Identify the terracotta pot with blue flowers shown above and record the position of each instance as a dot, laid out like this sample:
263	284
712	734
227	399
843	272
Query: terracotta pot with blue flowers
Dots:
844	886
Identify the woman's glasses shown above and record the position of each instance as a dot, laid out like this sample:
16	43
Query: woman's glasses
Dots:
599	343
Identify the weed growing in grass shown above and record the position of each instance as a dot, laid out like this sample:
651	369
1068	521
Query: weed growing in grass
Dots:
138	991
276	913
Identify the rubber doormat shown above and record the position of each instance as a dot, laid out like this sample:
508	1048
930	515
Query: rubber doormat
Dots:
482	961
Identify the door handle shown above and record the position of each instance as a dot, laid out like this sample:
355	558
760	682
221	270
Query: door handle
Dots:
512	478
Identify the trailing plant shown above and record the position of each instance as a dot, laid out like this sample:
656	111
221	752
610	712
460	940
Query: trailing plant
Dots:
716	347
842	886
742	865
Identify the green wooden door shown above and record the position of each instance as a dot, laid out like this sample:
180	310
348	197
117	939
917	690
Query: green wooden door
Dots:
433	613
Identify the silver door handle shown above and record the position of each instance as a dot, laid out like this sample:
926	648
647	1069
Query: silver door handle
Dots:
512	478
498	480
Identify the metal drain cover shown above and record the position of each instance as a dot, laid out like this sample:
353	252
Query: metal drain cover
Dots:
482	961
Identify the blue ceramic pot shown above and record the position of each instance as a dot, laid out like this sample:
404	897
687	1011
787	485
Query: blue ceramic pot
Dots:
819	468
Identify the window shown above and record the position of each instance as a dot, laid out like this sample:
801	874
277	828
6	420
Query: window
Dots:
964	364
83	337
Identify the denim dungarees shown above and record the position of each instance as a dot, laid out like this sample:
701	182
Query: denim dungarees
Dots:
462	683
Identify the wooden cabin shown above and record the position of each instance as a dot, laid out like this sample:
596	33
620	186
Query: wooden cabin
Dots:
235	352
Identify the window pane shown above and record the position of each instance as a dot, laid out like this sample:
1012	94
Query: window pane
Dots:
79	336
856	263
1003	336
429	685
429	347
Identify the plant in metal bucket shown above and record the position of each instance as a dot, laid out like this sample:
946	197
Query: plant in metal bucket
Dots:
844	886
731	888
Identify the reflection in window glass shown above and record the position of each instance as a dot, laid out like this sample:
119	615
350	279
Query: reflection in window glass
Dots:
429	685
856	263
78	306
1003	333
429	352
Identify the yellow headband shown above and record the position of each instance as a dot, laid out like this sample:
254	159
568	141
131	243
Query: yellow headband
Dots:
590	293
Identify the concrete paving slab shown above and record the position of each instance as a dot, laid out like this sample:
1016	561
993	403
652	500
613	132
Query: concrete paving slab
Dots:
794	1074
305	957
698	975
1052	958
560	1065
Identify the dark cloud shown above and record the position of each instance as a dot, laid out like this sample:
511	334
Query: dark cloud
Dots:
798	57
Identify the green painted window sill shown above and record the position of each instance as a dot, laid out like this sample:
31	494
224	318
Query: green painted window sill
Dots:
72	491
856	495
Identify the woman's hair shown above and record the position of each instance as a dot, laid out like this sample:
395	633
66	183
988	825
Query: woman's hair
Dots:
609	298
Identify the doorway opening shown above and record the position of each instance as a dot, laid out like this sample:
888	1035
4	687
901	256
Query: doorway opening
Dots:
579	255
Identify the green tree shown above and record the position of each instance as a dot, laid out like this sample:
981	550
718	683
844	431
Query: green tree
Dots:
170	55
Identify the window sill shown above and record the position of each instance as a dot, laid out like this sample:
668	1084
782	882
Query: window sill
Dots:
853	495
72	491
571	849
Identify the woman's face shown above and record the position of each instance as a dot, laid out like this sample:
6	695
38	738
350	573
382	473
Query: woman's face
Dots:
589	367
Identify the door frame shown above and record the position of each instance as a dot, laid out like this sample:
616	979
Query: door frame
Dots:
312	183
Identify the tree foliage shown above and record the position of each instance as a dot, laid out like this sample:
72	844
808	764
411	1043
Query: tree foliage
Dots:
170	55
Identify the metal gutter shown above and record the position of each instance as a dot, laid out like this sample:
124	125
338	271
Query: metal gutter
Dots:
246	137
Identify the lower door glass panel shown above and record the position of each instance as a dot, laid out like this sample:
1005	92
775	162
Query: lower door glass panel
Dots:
· · · ·
Exactly repeat the lines from the line that contains "Identify the green painted" to the end of the entries, both included, and leave out all other lines.

Correct output
Identify the green painted window sill shown above and record the position of each instance as a dot, laid out like this sample:
31	494
224	318
Query: green painted window sill
Dots:
72	491
856	495
Identify the woman's hair shown above and record the position of each instance as a dot, laid out like this sample:
395	633
66	183
988	825
Query: woman's hair
Dots:
609	298
Identify the doorway opening shown above and record the position of each instance as a dot, laid out like this sample:
888	1035
4	687
901	256
Query: doorway opening
Dots:
579	255
Identify the green tree shown above and record the position of each instance as a dot, laid out like this sample:
981	550
718	683
844	431
Query: green tree
Dots:
170	55
Identify the window sill shown above and record the position of each instance as a dot, laid out like this sample:
668	1084
782	882
Query: window sill
Dots:
853	495
72	491
571	849
Identify the woman's face shown above and record the position of each instance as a dot, laid out like this sample:
6	695
38	738
350	573
382	473
Query: woman's face
Dots:
589	367
Identify the door frame shown above and record the position of each instance as a dot, laid out like this sample:
616	979
Query: door frame
Dots:
312	183
Identify the tree foliage shown above and record the position of each instance as a dot, laid out like this sample:
72	844
808	764
411	1043
Query: tree foliage
Dots:
170	55
Identify the metal gutter shown above and record the position of each instance as a dot, laid out like this sample:
124	125
338	271
Query: metal gutter
Dots:
246	137
Identify the lower door glass panel shown above and record the position of each instance as a dot, laid out like this sample:
1005	92
775	162
Query: lower door glass panel
Dots:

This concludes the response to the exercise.